**LISTA DE ACTIVIDADES**
A. Según el texto sobre Paz Errázuriz, ¿en qué año se filmó el vídeo El sacrificio?
B. Prosigue el texto sobre Paz Errázuriz a partir de su última oración.

**FRAGMENTO PARA LEER**
--

Evelyn I, de la serie La manzana de Adán, 1987. ©Paz Errázuriz
Se despeja el negro de la pantalla y se ve a un cerdo tirando de algo que parece un cordón; es blanco y gelatinoso. El cerdo tira y tira mientras el plano se amplía, descubriendo de dónde viene ese extraño cordón. Son unas entrañas. Se escucha cómo corre el agua. Va manchada de sangre. Una puerta se abre. Alguien arrastra a un cordero. Lo degüella. La sangre mana. La ceremonia ha comenzado. El cordero es desollado, colgado y abierto en canal. El matarife arranca las vísceras. La carne todavía palpita. La pantalla vuelve al negro. Tal vez consista en empezar por el final, como en este vídeo de la fotógrafa chilena Paz Errázuriz (Santiago de Chile, 1944), con el que se cierra la antológica que la Fundación Mapfre le dedica tras haber representado a su país en la última Bienal de Venecia y recibir el premio PhotoEspaña.Hay que comenzar por donde se acaba, alterando el desarrollo que se considera normal y cambiando la percepción del tiempo, un tiempo que es circular, sin fin y sin límites, como quizás también lo es la historia, aunque puede que no la realidad, al menos la que nos enseñan a entender, siempre encerrada. Es una obra extraña en la trayectoria de Errázuriz, un ensayo que deja al descubierto algunas de las estrategias que han definido su producción. Un vídeo descarnado, que presenta la realidad sin filtros, más allá del de su mirada, una mirada casi de forense, y que apenas esconde nada, diseccionando el acto que graba y también al que luego lo mira. Habla de sacrificio, de hecho, ese es su título, El sacrificio. Reproduce un rito con algo de caníbal, que fue filmado en 1989, año de cambios en Chile porque la dictadura de Pinochet parecía acabarse y se avanzaba hacia una transición democrática, pero que tardó en hacerse público porque no se trataba sólo de una reflexión sobre un lugar y una situación concretas, sino sobre todos los que son sacrificados debido a que escapan de lo que se ha impuesto como norma y se cree normal.

--

**FILAS PROPORCIONADAS**

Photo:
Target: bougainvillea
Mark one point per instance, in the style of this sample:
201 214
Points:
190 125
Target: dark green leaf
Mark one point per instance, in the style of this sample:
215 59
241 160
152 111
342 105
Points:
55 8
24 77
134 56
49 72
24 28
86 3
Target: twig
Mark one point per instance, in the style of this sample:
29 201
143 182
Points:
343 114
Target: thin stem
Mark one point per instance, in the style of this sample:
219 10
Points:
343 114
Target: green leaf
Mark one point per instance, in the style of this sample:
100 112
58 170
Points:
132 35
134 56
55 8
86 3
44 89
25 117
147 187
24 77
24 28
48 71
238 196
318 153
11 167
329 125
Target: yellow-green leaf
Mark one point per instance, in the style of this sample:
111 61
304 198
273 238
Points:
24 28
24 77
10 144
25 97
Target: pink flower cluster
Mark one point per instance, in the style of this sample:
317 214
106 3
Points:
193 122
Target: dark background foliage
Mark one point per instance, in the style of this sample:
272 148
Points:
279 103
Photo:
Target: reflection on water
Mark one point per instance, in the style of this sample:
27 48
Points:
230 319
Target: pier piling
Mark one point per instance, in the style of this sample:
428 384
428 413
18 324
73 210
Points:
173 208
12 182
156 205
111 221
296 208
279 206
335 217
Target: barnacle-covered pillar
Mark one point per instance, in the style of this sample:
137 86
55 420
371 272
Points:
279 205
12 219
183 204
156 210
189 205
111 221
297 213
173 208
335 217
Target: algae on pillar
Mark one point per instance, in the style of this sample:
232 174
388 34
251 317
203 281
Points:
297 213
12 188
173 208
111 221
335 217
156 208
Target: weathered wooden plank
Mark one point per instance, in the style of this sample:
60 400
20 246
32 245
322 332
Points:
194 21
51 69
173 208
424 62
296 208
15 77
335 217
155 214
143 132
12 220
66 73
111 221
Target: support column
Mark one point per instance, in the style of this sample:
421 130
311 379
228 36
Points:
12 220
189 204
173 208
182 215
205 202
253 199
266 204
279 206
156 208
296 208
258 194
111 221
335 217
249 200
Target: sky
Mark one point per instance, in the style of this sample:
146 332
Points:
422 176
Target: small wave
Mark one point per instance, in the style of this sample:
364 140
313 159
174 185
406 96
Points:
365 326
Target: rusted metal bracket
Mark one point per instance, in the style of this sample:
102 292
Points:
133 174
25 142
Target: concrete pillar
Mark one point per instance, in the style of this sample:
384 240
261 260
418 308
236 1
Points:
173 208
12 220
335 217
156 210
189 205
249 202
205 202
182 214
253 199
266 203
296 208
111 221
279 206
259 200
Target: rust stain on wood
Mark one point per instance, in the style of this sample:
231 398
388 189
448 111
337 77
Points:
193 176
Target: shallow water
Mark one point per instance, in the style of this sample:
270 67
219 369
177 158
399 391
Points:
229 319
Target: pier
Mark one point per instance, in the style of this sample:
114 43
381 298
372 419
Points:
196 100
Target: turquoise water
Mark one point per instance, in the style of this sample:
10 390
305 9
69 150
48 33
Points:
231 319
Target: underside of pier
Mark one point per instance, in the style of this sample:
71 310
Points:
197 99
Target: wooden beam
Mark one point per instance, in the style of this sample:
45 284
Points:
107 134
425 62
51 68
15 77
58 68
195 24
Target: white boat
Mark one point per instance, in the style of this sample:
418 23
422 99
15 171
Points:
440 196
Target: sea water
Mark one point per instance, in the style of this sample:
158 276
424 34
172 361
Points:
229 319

--

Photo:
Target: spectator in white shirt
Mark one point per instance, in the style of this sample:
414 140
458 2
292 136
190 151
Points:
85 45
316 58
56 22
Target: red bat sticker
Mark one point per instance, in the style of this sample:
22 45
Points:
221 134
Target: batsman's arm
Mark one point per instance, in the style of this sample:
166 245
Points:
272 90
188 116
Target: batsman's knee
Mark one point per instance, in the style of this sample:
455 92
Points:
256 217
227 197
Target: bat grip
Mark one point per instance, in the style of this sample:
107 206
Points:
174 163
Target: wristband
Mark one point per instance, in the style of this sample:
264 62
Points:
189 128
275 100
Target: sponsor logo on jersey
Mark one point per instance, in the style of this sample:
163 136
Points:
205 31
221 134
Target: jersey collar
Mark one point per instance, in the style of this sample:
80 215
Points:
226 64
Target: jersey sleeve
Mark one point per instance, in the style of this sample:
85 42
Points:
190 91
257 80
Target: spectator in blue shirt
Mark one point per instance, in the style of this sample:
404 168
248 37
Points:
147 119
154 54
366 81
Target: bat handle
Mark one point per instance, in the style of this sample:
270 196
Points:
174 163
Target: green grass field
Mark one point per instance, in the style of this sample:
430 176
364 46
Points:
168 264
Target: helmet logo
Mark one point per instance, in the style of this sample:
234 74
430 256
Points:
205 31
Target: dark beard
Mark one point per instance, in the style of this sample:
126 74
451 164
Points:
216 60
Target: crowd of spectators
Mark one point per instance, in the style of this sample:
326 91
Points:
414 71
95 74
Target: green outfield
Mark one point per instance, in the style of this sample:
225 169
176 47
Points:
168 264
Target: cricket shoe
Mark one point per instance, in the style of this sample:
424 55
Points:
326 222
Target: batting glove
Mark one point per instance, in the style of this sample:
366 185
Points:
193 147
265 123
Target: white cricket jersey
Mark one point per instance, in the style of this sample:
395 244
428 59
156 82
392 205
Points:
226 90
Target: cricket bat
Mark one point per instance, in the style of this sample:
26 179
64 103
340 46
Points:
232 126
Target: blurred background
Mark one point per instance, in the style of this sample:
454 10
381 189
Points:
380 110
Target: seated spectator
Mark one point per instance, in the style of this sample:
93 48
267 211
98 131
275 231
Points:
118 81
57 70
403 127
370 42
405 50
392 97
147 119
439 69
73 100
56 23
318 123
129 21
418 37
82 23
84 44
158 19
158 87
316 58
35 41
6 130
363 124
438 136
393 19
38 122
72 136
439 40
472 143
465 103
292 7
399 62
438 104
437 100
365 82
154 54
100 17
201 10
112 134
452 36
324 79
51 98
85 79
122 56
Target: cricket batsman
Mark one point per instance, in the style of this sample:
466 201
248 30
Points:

--

**RESULTADOS DEL EJERCICIO**
A. En 1989.

B.
Estos sacrificados han sido expulsados a los bordes, a lugares a los que es difícil acceder o a los que se prefiere no llegar. Sin embargo, Errázuriz muy temprano decidió que eran estas fronteras las que quería transitar, quebrándolas, y representar, presentar, a aquellos que no se quiere ver, a quienes no se desea mirar. Pronto abandonó esos retratos infantiles de su día a día -era maestra de educación básica-, y con los que de alguna forma aprendió a fotografiar, para lanzarse a las calles y retratar a los que las habitaban. Eran imágenes de vagabundos durmiendo, en su serie Los dormidos, o viviendo la calle que contrastaban, en Personas, con otras que tomaba en las fiestas y reuniones de las clases altas de Santiago, de esos que se estaban enriqueciendo a costa de los que eran sacrificados. Este estar siempre afuera hizo que se convirtiera además en testigo de la resistencia contra la dictadura de Pinochet, acompañando a los que luchaban con sus fotografías.
Las juezas, de la serie Vejez, 1983. ©Paz Errázuriz
Es otro concepto de lo bello, una "estética del deterioro", como la ha calificado Nelly Richard, que escapa de lo normativo, de lo que se supone que se tiene que ver, como sucede con su trabajo sobre la vejez en los magníficos desnudos de Cuerpos o en sus fotografías de la cotidianidad en las residencias de ancianos. Lugares que pueden ser de la exclusión, en los que se recluye a aquellos a los que es mejor no contemplar, como ocurre en los hospitales psiquiátricos, a cuyos habitantes dedica varias series, forzando al espectador a que se pregunte sobre cómo se ha establecido una idea de normalidad. En definitiva, toda la obra de Errázuriz deja a la vista lo que la mirada no espera.